■ **WRITTEN EXERCISE**
Please count the lines in the material below that contain the string "black", matching case exactly, and reply with only that number.

Point annotation records:
□ □ □ □ □ □ □

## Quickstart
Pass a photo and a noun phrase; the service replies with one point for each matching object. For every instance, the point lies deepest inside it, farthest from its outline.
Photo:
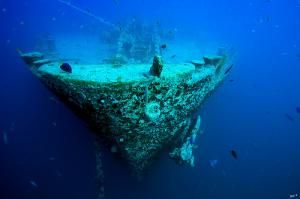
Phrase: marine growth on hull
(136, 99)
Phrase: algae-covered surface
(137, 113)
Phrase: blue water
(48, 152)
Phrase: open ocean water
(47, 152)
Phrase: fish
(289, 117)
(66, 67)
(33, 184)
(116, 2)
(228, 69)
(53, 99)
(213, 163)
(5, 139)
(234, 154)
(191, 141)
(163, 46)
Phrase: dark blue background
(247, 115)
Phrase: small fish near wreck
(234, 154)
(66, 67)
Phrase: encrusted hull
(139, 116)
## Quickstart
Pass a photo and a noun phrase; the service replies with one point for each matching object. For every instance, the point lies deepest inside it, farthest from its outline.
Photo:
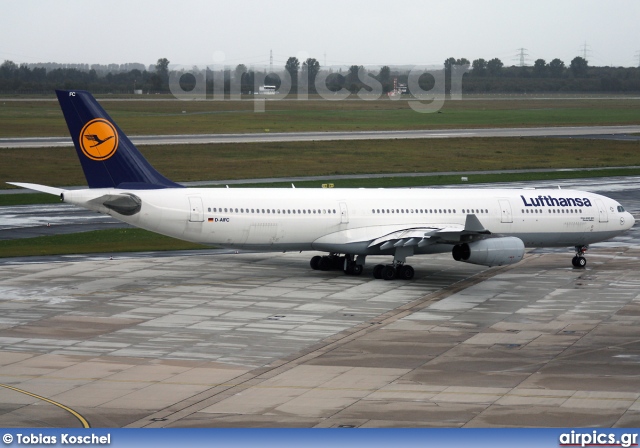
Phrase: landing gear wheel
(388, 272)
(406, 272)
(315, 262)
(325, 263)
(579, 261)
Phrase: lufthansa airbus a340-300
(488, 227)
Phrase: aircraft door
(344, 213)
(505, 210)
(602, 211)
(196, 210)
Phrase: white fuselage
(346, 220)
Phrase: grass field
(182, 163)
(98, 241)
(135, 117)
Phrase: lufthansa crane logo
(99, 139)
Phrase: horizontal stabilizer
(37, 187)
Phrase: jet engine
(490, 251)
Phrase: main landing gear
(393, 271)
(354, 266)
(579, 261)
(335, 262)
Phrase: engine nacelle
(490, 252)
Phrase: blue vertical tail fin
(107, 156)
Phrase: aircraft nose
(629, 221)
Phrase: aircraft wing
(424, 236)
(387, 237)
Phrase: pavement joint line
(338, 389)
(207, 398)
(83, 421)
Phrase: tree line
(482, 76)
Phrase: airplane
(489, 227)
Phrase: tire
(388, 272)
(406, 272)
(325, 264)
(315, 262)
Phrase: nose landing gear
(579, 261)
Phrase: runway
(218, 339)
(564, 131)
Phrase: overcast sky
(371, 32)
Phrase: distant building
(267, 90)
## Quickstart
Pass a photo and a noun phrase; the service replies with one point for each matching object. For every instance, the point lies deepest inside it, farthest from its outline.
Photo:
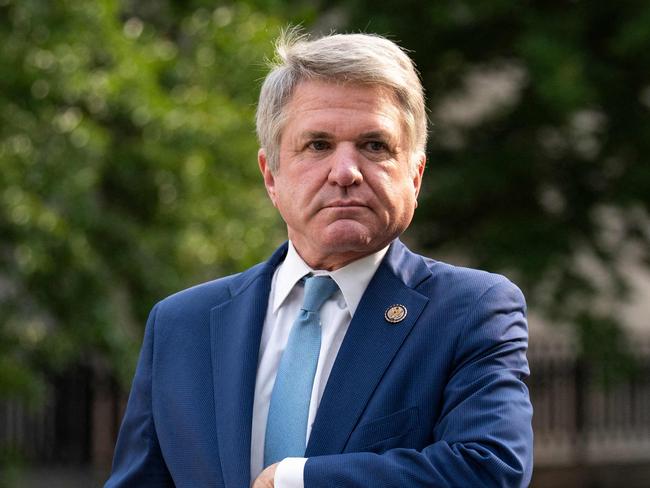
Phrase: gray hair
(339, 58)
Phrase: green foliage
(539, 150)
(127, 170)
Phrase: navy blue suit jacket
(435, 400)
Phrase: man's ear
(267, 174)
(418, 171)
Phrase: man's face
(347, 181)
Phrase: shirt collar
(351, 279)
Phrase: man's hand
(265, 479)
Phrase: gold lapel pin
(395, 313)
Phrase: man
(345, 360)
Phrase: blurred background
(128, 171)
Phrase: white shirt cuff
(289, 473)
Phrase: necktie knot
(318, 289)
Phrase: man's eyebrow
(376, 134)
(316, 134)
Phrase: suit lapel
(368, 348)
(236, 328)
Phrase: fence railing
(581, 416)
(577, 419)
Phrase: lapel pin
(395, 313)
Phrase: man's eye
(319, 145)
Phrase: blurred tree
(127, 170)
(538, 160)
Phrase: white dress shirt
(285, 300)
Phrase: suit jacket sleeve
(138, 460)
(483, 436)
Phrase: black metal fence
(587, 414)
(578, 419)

□ □ □ □ □ □ □

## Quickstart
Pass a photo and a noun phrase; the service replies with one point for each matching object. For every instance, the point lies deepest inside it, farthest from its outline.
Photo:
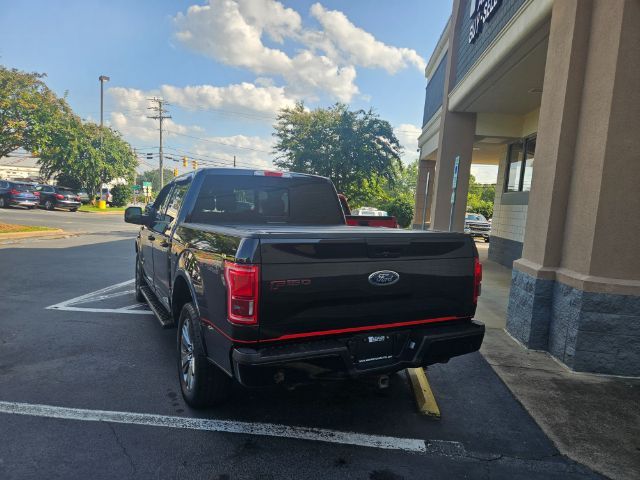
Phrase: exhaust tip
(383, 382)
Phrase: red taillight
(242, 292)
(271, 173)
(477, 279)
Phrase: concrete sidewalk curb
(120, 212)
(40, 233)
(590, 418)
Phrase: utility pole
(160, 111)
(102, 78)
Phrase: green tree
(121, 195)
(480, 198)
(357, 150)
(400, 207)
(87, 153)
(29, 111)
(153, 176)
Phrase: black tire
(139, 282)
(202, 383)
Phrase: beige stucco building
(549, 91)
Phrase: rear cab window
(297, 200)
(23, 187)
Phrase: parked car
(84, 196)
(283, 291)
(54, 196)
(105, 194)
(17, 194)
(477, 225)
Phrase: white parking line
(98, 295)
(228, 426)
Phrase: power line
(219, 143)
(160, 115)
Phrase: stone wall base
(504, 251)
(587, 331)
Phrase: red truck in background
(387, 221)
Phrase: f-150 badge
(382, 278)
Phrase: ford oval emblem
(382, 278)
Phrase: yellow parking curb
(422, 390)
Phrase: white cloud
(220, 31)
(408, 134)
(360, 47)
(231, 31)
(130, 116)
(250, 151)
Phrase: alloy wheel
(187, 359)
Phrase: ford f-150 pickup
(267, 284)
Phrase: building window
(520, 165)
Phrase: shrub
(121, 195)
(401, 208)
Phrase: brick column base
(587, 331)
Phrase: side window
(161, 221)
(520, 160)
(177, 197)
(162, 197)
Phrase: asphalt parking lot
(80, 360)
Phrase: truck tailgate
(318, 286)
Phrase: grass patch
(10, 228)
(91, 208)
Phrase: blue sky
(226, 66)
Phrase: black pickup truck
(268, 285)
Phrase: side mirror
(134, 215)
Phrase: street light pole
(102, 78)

□ □ □ □ □ □ □

■ **RESULT BELOW**
3